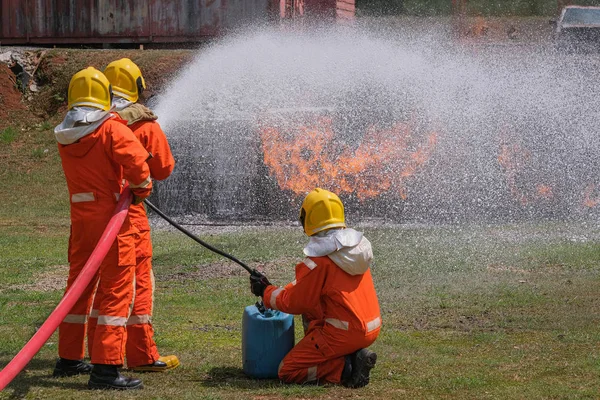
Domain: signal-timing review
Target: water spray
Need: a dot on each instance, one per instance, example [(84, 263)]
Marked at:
[(90, 269), (200, 241)]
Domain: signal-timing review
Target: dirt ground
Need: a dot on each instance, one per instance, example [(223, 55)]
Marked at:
[(10, 97)]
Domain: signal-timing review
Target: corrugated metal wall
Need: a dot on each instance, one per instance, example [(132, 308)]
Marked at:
[(123, 21)]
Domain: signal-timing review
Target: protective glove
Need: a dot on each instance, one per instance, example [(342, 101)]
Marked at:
[(137, 199), (258, 283)]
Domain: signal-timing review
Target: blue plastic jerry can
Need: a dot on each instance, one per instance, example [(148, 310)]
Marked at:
[(266, 338)]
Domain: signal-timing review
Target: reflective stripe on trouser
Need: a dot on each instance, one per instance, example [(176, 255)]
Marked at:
[(71, 332), (141, 347), (118, 265), (113, 301), (320, 355)]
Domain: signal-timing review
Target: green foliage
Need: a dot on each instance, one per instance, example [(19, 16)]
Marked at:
[(8, 135)]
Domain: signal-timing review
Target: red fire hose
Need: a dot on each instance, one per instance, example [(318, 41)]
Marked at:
[(68, 301)]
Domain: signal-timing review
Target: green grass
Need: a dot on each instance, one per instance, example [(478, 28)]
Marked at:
[(466, 314), (470, 312)]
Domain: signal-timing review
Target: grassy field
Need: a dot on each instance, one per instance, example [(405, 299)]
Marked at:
[(487, 312)]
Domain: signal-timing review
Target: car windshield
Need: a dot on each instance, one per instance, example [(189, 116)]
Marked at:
[(581, 16)]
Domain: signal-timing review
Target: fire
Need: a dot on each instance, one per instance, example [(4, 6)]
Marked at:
[(309, 156)]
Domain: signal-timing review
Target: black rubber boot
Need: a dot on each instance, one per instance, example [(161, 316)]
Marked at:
[(66, 367), (362, 362), (108, 377)]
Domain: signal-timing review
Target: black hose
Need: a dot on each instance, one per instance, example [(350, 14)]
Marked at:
[(197, 239)]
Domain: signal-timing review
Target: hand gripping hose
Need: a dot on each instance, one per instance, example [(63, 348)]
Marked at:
[(197, 239), (68, 301)]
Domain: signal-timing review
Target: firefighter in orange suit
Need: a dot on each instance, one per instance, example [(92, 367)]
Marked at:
[(334, 292), (127, 85), (98, 154)]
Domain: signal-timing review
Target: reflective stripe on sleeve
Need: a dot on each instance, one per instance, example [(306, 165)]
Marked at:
[(139, 319), (337, 323), (82, 197), (144, 184), (309, 263), (75, 319), (273, 299), (112, 321), (372, 325)]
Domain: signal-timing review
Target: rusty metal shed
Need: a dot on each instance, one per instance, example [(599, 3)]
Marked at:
[(124, 21)]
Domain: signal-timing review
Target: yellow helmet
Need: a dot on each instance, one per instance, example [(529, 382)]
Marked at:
[(321, 210), (126, 78), (90, 88)]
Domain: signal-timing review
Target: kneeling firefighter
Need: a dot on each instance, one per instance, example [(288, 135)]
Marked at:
[(334, 292), (98, 153), (127, 85)]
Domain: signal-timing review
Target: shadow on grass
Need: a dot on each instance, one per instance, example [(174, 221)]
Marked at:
[(37, 374), (235, 377)]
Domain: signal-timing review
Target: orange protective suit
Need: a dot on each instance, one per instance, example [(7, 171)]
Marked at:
[(342, 308), (95, 167), (141, 347)]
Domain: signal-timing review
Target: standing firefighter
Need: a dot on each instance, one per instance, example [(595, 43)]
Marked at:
[(334, 292), (128, 84), (98, 153)]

Directions for this task: Please output every entry above exactly, without the pictures.

Solution for this problem:
Domain: signal-timing review
Target: water spray
Need: a dot on each instance, one per instance, example [(84, 263)]
Marked at:
[(90, 269), (200, 241)]
Domain: signal-timing review
Target: dirt ground
Need: a dot on each instance, one per instance, example [(223, 55)]
Marked at:
[(10, 97)]
Domain: signal-timing review
Target: corrugated metal wall
Need: a dot on each instance, one per instance, example [(132, 308)]
Marked at:
[(123, 21)]
Domain: signal-timing review
Target: protective glove
Need: a dot on each instance, one per instance, example [(342, 101)]
Marked at:
[(137, 199), (258, 283)]
Domain: signal-timing review
Target: blue plastic jerry can
Need: a dot on each instance, one per instance, example [(148, 310)]
Marked at:
[(266, 338)]
Domain: signal-timing review
Target: reflective stripe on trouser
Need: a dot on each instance, one per instance, example [(176, 255)]
Marked at:
[(71, 332), (141, 347), (118, 265), (113, 301), (320, 355)]
Domain: signal-timing review
Target: green foliage
Need: a dot on each instance, one per instance, example [(19, 16)]
Marked at:
[(8, 135)]
Domain: signal-timing review
Target: red fire hose
Need: a dot on each instance, one per instance, example [(318, 41)]
Marked at:
[(68, 301)]
Domain: signal-timing review
Target: green grass
Need: a dot on each instance, one per instance, example [(478, 28)]
Marked at:
[(466, 314), (470, 312)]
Domain: signal-timing review
Target: grassy field
Need: a dot on each instance, one per instance, example [(405, 299)]
Marked at:
[(487, 312)]
Domain: signal-timing review
Target: car windshield
Need: a dot on each instance, one per instance, example [(189, 116)]
Marked at:
[(581, 16)]
Domain: signal-timing review
Target: fire
Need: a dot on each instance, one per instance, example [(4, 6)]
Marked at:
[(309, 156)]
Domain: signal-timing review
Target: black rubber boot
Need: a dot on each instance, one per instance, example [(161, 316)]
Marked at:
[(66, 367), (362, 362), (108, 377)]
Domain: signal-timing review
Target: black hose
Need: a dot on each instance, one per instance, example [(350, 14)]
Marked at:
[(197, 239)]
Domain: signal-timing review
Target: hand gripping hose
Need: a dot on each instance, one per instance, example [(63, 348)]
Marked at:
[(197, 239), (68, 301)]
Domain: signal-timing review
Target: firefighter in orange suit
Need: a dot on each instance, one per instance, example [(92, 367)]
Marked at:
[(334, 292), (127, 85), (98, 154)]
Domain: signal-timing review
Target: reflective stripe on sleeve
Need: a dot on each instance, one per instance, example [(306, 165)]
Marked at:
[(139, 319), (337, 323), (82, 197), (144, 184), (309, 263), (75, 319), (273, 299), (112, 321), (372, 325)]
Domain: signal-timing review
Target: rusty metal shed
Need: a dot on each instance, one per instance, example [(599, 3)]
Marked at:
[(124, 21)]
Domain: signal-timing review
Target: yellow helmet
Need: a dot on each instance, one per instance, example [(529, 382)]
Marked at:
[(321, 210), (126, 78), (90, 88)]
Domain: signal-timing review
Target: kneeling firefighter
Need: a dot on each instance, one per instance, example [(288, 135)]
Marked at:
[(334, 292), (98, 153), (127, 85)]
Domain: signal-timing review
Target: shadow on grass
Need: a dot on each instance, one per instance, example [(174, 221)]
Marked at:
[(37, 374), (235, 377)]
Domain: signal-timing review
Target: orange protective suit
Need: a dot on each instance, one per instance, example [(7, 171)]
Marked at:
[(342, 308), (95, 167), (141, 347)]
Domain: signal-timing review
Target: standing firefighter
Need: a dot on each instance, one per instance, example [(595, 43)]
Marked at:
[(334, 292), (128, 84), (98, 153)]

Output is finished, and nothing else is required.